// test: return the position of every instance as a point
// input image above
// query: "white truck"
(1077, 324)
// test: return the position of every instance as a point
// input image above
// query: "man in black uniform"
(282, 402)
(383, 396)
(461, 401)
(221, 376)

-*-

▸ Task directions:
Reproduce the data, substituting "occurrence" for each "instance" and leaving everything else the same.

▸ Task response:
// test: return the position of every occurrence as a point
// input image above
// query: "white truck"
(1077, 324)
// test: return the position of every occurrence as a point
// input image above
// query: "man in black uniform"
(282, 402)
(383, 396)
(461, 401)
(221, 376)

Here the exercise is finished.